**Exercise directions:** Print the records below once again, exactly as they were given.

Natural language region descriptions:
↓

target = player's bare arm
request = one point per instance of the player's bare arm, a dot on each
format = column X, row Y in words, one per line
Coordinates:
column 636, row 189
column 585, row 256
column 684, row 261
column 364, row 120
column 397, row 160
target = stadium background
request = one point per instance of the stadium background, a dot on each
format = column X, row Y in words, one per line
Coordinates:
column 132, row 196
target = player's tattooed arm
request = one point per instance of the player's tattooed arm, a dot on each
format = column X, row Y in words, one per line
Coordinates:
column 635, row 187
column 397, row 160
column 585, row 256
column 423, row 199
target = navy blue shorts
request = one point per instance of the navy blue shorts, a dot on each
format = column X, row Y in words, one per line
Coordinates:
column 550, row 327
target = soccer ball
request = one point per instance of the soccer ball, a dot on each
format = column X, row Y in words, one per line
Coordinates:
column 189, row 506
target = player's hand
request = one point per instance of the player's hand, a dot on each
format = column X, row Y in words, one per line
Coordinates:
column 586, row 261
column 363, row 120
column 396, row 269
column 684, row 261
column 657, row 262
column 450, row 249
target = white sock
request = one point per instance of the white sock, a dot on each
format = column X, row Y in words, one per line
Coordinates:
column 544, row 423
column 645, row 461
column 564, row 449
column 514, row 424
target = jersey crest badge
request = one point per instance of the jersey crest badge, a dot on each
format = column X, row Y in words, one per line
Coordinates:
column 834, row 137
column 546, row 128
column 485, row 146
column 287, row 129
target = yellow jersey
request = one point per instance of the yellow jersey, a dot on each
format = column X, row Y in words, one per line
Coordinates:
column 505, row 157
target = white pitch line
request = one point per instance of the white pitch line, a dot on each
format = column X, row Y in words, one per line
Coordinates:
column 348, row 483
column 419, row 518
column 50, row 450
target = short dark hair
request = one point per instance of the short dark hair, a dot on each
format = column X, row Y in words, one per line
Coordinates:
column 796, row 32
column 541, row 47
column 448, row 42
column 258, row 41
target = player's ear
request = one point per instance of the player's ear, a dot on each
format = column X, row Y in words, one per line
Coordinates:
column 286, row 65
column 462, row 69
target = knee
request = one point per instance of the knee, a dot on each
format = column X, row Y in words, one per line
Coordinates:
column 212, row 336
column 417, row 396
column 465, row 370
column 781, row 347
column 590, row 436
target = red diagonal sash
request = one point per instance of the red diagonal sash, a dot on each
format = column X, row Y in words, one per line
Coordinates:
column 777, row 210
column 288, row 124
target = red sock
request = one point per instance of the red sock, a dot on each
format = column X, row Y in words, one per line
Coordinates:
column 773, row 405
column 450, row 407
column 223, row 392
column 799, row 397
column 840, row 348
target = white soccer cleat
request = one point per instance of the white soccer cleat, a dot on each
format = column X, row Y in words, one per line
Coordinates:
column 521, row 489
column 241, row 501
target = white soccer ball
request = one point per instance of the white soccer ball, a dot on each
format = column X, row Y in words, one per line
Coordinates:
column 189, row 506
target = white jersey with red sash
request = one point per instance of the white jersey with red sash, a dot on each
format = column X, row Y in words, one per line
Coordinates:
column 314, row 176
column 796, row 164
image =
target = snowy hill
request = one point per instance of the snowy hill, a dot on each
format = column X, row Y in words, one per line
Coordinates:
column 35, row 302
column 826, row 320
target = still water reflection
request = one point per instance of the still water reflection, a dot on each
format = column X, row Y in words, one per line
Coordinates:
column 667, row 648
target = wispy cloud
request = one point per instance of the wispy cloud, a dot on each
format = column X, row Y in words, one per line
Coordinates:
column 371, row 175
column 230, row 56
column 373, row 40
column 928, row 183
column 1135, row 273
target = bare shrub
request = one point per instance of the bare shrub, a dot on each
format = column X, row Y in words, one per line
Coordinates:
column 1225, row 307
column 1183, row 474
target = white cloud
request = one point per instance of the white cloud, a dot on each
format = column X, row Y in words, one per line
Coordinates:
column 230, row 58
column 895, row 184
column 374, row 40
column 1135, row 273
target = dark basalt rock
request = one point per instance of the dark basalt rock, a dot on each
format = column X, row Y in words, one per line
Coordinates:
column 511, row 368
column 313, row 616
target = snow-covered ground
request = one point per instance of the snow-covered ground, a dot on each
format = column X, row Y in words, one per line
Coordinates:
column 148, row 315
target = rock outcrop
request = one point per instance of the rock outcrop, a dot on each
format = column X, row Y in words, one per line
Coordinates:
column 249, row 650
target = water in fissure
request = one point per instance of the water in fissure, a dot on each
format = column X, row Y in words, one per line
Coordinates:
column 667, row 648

↑

**Reply to the exercise:**
target = player's bare arm
request = one point per instance of the player's bare arm, a dot on each
format = column X, row Y in words, one per line
Coordinates:
column 636, row 189
column 585, row 256
column 684, row 261
column 364, row 120
column 397, row 160
target = stadium background
request = one point per instance of the stadium background, a dot on each
format = column X, row Y in words, one per line
Coordinates:
column 132, row 196
target = player's tattooed arm
request = one point per instance of the player's tattooed arm, a dot on each
format = column X, row Y in words, one per line
Coordinates:
column 635, row 187
column 397, row 160
column 585, row 256
column 423, row 199
target = navy blue shorts
request = one point per instance of the navy blue shorts, a dot on each
format = column X, row Y in words, one per line
Coordinates:
column 550, row 327
target = soccer ball
request = one point per instance of the soccer ball, a dot on each
format = column X, row Y in words, one per line
Coordinates:
column 189, row 506
target = player's hand
request = one point per instance of the player's hand, a dot on each
format = column X, row Y in words, one per line
Coordinates:
column 586, row 261
column 363, row 120
column 396, row 269
column 684, row 261
column 657, row 262
column 450, row 249
target = white sock
request = one point per instance of the white sock, a dot on each
format = column X, row Y in words, one per line
Coordinates:
column 544, row 423
column 645, row 461
column 564, row 449
column 514, row 424
target = jersey crest badge
request = one point per instance of the jersey crest badge, a dot on each
format = column X, row Y in words, one per line
Coordinates:
column 834, row 137
column 546, row 128
column 485, row 146
column 287, row 129
target = yellow jersey
request = one point per instance of the yellow jersey, a dot on each
format = column X, row Y in words, one per line
Coordinates:
column 505, row 157
target = white pitch line
request = one point per instance of the white pitch line, a dot on each
format = column X, row Y in words, one per line
Coordinates:
column 348, row 483
column 419, row 518
column 50, row 450
target = short dark hair
request = one point per instance of the short dark hair, a dot on each
format = column X, row Y in words, one per line
Coordinates:
column 796, row 32
column 541, row 47
column 448, row 42
column 258, row 41
target = player's ear
request = one point per instance of the player's ear, a dot on each
format = column X, row Y in words, one per line
Coordinates:
column 286, row 65
column 462, row 69
target = knee
request = one point per instance of the knee, a dot on each
format = column X, row Y in words, one per line
Coordinates:
column 212, row 336
column 417, row 396
column 465, row 370
column 781, row 347
column 590, row 436
target = red diagonal sash
request = one point per instance of the red diagonal sash, a dot on each
format = column X, row Y in words, one per line
Coordinates:
column 777, row 210
column 288, row 124
target = red sock
request = one point per instance of the red sock, a dot on each
format = column X, row Y in words, one per line
Coordinates:
column 773, row 405
column 450, row 407
column 223, row 392
column 799, row 397
column 840, row 348
target = white soccer cleat
request = one point per instance of the white soccer cleat, a dot on each
format = column X, row Y in words, one per line
Coordinates:
column 521, row 489
column 241, row 501
target = white soccer ball
request = one point per instance of the white soccer ball, a dot on each
format = column X, row Y in words, one per line
Coordinates:
column 189, row 506
target = white jersey with red sash
request = one point per instance of the white jersey with red sash, a dot on each
format = column X, row Y in words, one per line
Coordinates:
column 314, row 176
column 796, row 164
image =
target = snowy hill
request = one point per instance of the snowy hill, a dot on each
format = column X, row Y in words, one per line
Coordinates:
column 35, row 302
column 826, row 320
target = still water reflection
request = one point per instance of the still water reflection, a dot on each
format = column X, row Y in words, one per line
Coordinates:
column 667, row 648
target = wispy cloud
request = one point per instance of the wispy cloud, a dot on each
format = column X, row Y in words, one per line
Coordinates:
column 371, row 175
column 230, row 56
column 373, row 40
column 928, row 183
column 1135, row 273
target = bare shrub
request = one point per instance of the bare shrub, a dot on each
format = column X, row Y in words, one per line
Coordinates:
column 1225, row 307
column 1183, row 474
target = white cloud
request = one point per instance of the white cloud, a dot on each
format = column X, row Y in words, one per line
Coordinates:
column 230, row 58
column 895, row 184
column 374, row 40
column 1135, row 273
target = dark basalt rock
request = one point per instance of the dark basalt rock, a dot on each
format = column X, row Y in words, one per line
Coordinates:
column 511, row 368
column 313, row 616
target = snow-covered ground
request = one point per instance of the snow-covered ground, a dot on each
format = column X, row Y in words, one per line
Coordinates:
column 148, row 315
target = rock outcrop
request = one point per instance of the rock outcrop, a dot on each
format = column X, row Y in words, one per line
Coordinates:
column 249, row 650
target = water in fissure
request = one point per instance of the water in fissure, a dot on each
format = column X, row Y in words, one per line
Coordinates:
column 667, row 648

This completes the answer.